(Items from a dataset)
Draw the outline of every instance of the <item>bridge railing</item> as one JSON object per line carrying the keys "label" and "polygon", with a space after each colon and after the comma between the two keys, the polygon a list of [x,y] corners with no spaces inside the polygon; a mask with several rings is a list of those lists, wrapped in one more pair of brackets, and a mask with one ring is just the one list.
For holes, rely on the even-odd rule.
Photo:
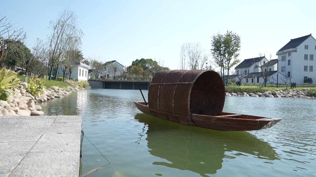
{"label": "bridge railing", "polygon": [[125,81],[129,82],[150,82],[151,80],[150,77],[103,77],[101,78],[102,81]]}

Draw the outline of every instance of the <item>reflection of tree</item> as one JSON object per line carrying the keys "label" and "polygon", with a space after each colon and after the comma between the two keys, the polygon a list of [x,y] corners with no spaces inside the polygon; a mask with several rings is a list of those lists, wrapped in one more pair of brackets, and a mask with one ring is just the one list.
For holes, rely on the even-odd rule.
{"label": "reflection of tree", "polygon": [[185,126],[144,114],[137,114],[135,118],[148,125],[146,140],[150,154],[170,162],[155,162],[154,165],[207,176],[206,174],[215,174],[222,168],[223,159],[229,158],[225,156],[226,152],[278,159],[267,143],[246,132],[221,132]]}

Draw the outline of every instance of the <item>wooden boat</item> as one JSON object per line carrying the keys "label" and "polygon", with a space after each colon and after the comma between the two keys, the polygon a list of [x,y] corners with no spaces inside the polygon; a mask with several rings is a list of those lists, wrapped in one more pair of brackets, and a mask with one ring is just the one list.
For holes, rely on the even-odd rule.
{"label": "wooden boat", "polygon": [[225,87],[220,76],[210,70],[162,70],[154,76],[148,105],[135,102],[143,112],[188,125],[225,131],[270,128],[281,119],[222,112]]}

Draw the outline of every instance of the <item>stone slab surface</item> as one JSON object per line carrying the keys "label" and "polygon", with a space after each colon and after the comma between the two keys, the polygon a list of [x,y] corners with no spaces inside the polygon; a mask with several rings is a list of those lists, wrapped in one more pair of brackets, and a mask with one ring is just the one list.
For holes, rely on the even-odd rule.
{"label": "stone slab surface", "polygon": [[79,176],[81,116],[0,117],[0,177]]}

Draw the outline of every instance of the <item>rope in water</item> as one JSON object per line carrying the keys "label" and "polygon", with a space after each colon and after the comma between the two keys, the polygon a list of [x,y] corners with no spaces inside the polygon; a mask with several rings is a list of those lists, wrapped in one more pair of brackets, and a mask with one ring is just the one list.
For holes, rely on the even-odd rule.
{"label": "rope in water", "polygon": [[[99,152],[100,152],[100,154],[101,154],[101,155],[102,155],[102,156],[103,156],[103,157],[104,157],[104,158],[105,158],[105,159],[106,159],[106,160],[107,161],[107,162],[109,162],[109,163],[108,164],[107,164],[107,165],[108,165],[109,164],[110,164],[110,163],[111,163],[108,160],[107,160],[107,159],[106,158],[106,157],[105,157],[105,156],[104,156],[104,155],[103,155],[103,154],[102,154],[102,153],[101,152],[100,152],[100,151],[99,151],[99,149],[98,149],[98,148],[97,148],[97,147],[95,147],[95,146],[94,146],[94,145],[93,144],[93,143],[91,141],[90,141],[90,140],[89,140],[89,139],[88,139],[88,138],[86,136],[86,135],[84,134],[84,133],[83,132],[83,130],[81,130],[81,133],[82,133],[82,135],[83,135],[83,136],[84,136],[84,137],[85,137],[86,138],[87,138],[87,139],[88,140],[88,141],[89,141],[89,142],[90,142],[90,143],[91,143],[91,144],[92,145],[93,145],[93,146],[94,146],[94,147],[98,151],[99,151]],[[82,140],[83,140],[83,137],[82,137]],[[82,148],[82,143],[81,143],[81,148]],[[80,153],[80,154],[81,154],[80,157],[81,157],[81,152]]]}

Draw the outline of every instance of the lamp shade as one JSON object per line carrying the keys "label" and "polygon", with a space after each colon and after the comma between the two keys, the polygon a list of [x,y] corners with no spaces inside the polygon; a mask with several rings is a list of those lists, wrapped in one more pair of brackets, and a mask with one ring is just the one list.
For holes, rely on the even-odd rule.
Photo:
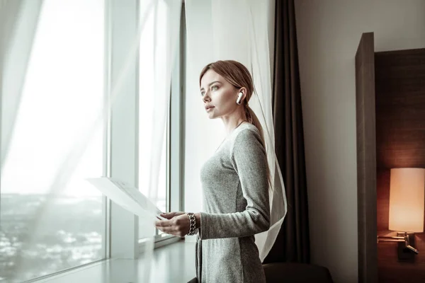
{"label": "lamp shade", "polygon": [[391,169],[389,229],[424,231],[425,169]]}

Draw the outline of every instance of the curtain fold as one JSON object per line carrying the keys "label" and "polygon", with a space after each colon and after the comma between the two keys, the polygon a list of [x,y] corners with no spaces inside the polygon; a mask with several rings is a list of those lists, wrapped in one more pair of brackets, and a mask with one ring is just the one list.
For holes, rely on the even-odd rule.
{"label": "curtain fold", "polygon": [[307,176],[293,0],[276,1],[273,91],[276,152],[286,187],[286,219],[264,262],[310,262]]}
{"label": "curtain fold", "polygon": [[43,0],[0,3],[1,168],[8,154]]}

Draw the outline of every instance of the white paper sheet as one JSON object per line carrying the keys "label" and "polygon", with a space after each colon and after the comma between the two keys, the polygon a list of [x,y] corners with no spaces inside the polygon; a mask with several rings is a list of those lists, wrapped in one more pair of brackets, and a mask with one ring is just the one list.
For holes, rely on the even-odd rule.
{"label": "white paper sheet", "polygon": [[166,220],[159,216],[162,213],[152,202],[136,187],[113,178],[101,177],[86,179],[103,195],[123,208],[134,213],[139,217],[152,220]]}

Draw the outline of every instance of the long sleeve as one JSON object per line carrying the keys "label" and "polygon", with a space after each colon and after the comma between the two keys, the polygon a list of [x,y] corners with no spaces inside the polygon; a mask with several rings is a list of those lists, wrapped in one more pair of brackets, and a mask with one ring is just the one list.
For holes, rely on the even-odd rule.
{"label": "long sleeve", "polygon": [[[223,202],[232,204],[232,200],[226,197],[234,197],[236,212],[201,212],[199,231],[202,240],[252,236],[268,230],[270,226],[267,158],[258,131],[252,129],[239,131],[230,149],[231,166],[227,168],[225,165],[225,173],[217,173],[220,168],[217,166],[212,166],[212,169],[208,175],[204,174],[204,178],[214,179],[209,180],[209,183],[212,184],[211,187],[217,187],[210,194],[211,198],[215,197],[216,201],[209,204],[213,208],[210,210],[220,211],[220,207],[215,209],[215,207],[225,206]],[[226,152],[229,154],[229,151]],[[230,173],[232,170],[234,178],[228,176],[232,175]],[[224,183],[223,178],[226,179]],[[241,190],[243,199],[237,197],[238,191],[240,194]],[[236,192],[232,195],[234,191]],[[223,194],[225,196],[220,199],[220,197],[215,194]],[[244,204],[244,210],[237,207],[238,203]]]}

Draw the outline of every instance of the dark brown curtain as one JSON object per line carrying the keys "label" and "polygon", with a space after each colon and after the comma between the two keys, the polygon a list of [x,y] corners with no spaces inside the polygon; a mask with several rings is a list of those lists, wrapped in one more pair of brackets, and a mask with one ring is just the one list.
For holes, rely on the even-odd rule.
{"label": "dark brown curtain", "polygon": [[264,263],[310,263],[307,180],[294,0],[276,0],[273,78],[276,151],[288,213]]}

:: Written request ::
Echo every line of the material above word for word, omitting the pictures from your answer.

:: Task response ::
Draw the outline of every instance of the <item>bridge railing</item> as one JSON object per line carrying the keys "label" and "polygon", with a space after each colon and after the comma between the two keys, the polygon a list of [x,y] corners with no spaces inside the polygon; a mask with several rings is a list of those lists, wrapped in one more pair of brackets, and a mask with one ring is just the one list.
For holes, rely on the even-odd rule.
Photo:
{"label": "bridge railing", "polygon": [[125,81],[129,82],[150,82],[151,80],[150,77],[103,77],[101,78],[102,81]]}

Draw the outline of every instance of the <item>reflection of tree</item> as one JSON object per line carrying the keys "label" and "polygon", with a space after each colon and after the comma between the two keys, the polygon a list of [x,y] corners with no spaces inside the polygon; a mask with several rings is a list of those lists, wrapped in one more pair of brackets, and a mask with one ring is just the one list.
For holes, rely on the even-odd rule.
{"label": "reflection of tree", "polygon": [[185,126],[144,114],[137,114],[135,118],[148,125],[146,140],[150,154],[170,162],[155,162],[154,165],[207,176],[206,174],[215,174],[222,168],[223,159],[229,158],[225,156],[226,152],[278,159],[267,143],[246,132],[221,132]]}

Draw the outline of every instance of the <item>wooden boat</item> as one JSON object per line carrying the keys "label" and "polygon", with a space after each colon and after the comma between the two keys, the polygon a list of [x,y] corners with no spaces inside the polygon; a mask with several rings is a list of those lists, wrapped in one more pair of brackets, and a mask with one ring is just the one list.
For holes, rely on the even-odd rule.
{"label": "wooden boat", "polygon": [[225,87],[220,76],[210,70],[162,70],[154,76],[148,105],[135,102],[143,112],[188,125],[225,131],[270,128],[281,119],[222,112]]}

Draw the outline of every instance of the <item>stone slab surface</item> as one JSON object per line carrying the keys "label" and "polygon", with a space after each colon and after the comma between the two keys, the polygon a list of [x,y] corners with no spaces inside the polygon; a mask with several rings is a list of those lists, wrapped in one more pair of brackets, and a mask with one ring is just the one list.
For holes, rely on the even-odd rule.
{"label": "stone slab surface", "polygon": [[79,176],[81,116],[0,117],[0,177]]}

Draw the outline of every instance of the <item>rope in water</item> as one JSON object per line carrying the keys "label" and "polygon", with a space after each colon and after the comma between the two keys, the polygon a list of [x,y] corners with no spaces inside the polygon; a mask with several rings is a list of those lists, wrapped in one more pair of brackets, and a mask with one ring is just the one list.
For holes, rely on the even-odd rule.
{"label": "rope in water", "polygon": [[[99,152],[100,152],[100,154],[101,154],[101,155],[102,155],[102,156],[103,156],[103,157],[104,157],[104,158],[105,158],[105,159],[106,159],[106,160],[107,161],[107,162],[109,162],[109,163],[108,164],[107,164],[107,165],[108,165],[109,164],[110,164],[110,163],[111,163],[108,160],[107,160],[107,159],[106,158],[106,157],[105,157],[105,156],[104,156],[104,155],[103,155],[103,154],[102,154],[102,153],[101,152],[100,152],[100,151],[99,151],[99,149],[98,149],[98,148],[97,148],[97,147],[95,147],[95,146],[94,146],[94,145],[93,144],[93,143],[91,141],[90,141],[90,140],[89,140],[89,139],[88,139],[88,138],[86,136],[86,135],[84,134],[84,133],[83,132],[83,130],[81,130],[81,133],[82,133],[82,135],[83,135],[83,136],[84,136],[84,137],[85,137],[86,138],[87,138],[87,139],[88,140],[88,141],[89,141],[89,142],[90,142],[90,143],[91,143],[91,144],[92,145],[93,145],[93,146],[94,146],[94,147],[98,151],[99,151]],[[82,140],[83,140],[83,137],[82,137]],[[82,148],[82,143],[81,143],[81,148]],[[80,153],[80,154],[81,154],[80,157],[81,157],[81,152]]]}

Draw the outline of every instance of the lamp shade as one JSON object per line carrying the keys "label" and "polygon", with a space after each colon and after the comma between the two keys, the polygon a list of [x,y] corners with no spaces inside the polygon; a mask with several rings is a list of those lists, wrapped in one more pair of brackets, and a mask with one ring is just the one list.
For holes, rely on the even-odd rule.
Photo:
{"label": "lamp shade", "polygon": [[391,169],[389,229],[424,231],[425,169]]}

Draw the outline of every instance of the curtain fold as one JSON object per line carrying the keys "label" and "polygon", with a space after each colon and after the comma between the two keys, the polygon a list of [x,y] corners with no spaces inside the polygon; a mask with several rings is a list of those lists, wrapped in one more pair of brackets, and a mask with one ring is just the one list.
For holes, rely on the even-odd rule.
{"label": "curtain fold", "polygon": [[307,176],[293,0],[276,1],[273,91],[276,152],[286,187],[286,219],[264,262],[310,262]]}
{"label": "curtain fold", "polygon": [[43,0],[0,3],[1,168],[8,154]]}

Draw the outline of every instance of the white paper sheet as one JSON object per line carrying the keys "label" and "polygon", with a space after each colon and after the comma between the two keys, the polygon a list of [x,y] corners with no spaces inside the polygon; a mask with several rings is a list of those lists, wrapped in one more pair of brackets, and a mask with one ring is just the one list.
For holes, rely on the even-odd rule.
{"label": "white paper sheet", "polygon": [[166,220],[159,216],[162,213],[152,202],[136,187],[113,178],[101,177],[86,179],[103,195],[123,208],[134,213],[139,217],[152,220]]}

Draw the outline of every instance of the long sleeve as one JSON object per line carrying the keys "label" and "polygon", with a space after each colon and after the comma between the two keys, the polygon a list of [x,y] corners with no spaces inside the polygon; a mask with several rings is a list of those lists, wrapped in one more pair of brackets, and a mask with one ring is just the one list.
For holes, rely on the even-odd rule.
{"label": "long sleeve", "polygon": [[[223,202],[232,204],[232,200],[226,197],[234,197],[236,212],[201,212],[199,231],[202,240],[252,236],[268,230],[270,226],[267,158],[258,131],[252,129],[239,131],[230,149],[231,166],[227,168],[225,165],[225,173],[217,173],[220,168],[217,166],[212,166],[212,169],[208,175],[204,174],[204,178],[214,179],[209,180],[209,183],[212,184],[211,187],[217,187],[210,194],[211,198],[215,197],[216,201],[209,204],[213,208],[210,210],[220,211],[220,207],[215,209],[215,207],[225,206]],[[226,152],[229,154],[229,151]],[[230,173],[232,170],[234,178],[228,176],[232,175]],[[224,183],[223,178],[226,179]],[[241,190],[243,199],[237,197],[238,191],[240,194]],[[236,192],[232,195],[234,191]],[[223,194],[225,196],[220,199],[220,197],[215,194]],[[244,204],[244,210],[237,207],[238,203]]]}

Draw the outline of every instance of the dark brown curtain as one JSON object per line carrying the keys "label" and "polygon", with a space after each colon and after the comma between the two keys, the polygon a list of [x,y] corners with no spaces inside the polygon; a mask with several rings is a list of those lists, wrapped in one more pair of brackets, and a mask with one ring is just the one list.
For holes, rely on the even-odd rule.
{"label": "dark brown curtain", "polygon": [[264,263],[310,263],[307,180],[294,0],[276,0],[273,78],[276,151],[288,213]]}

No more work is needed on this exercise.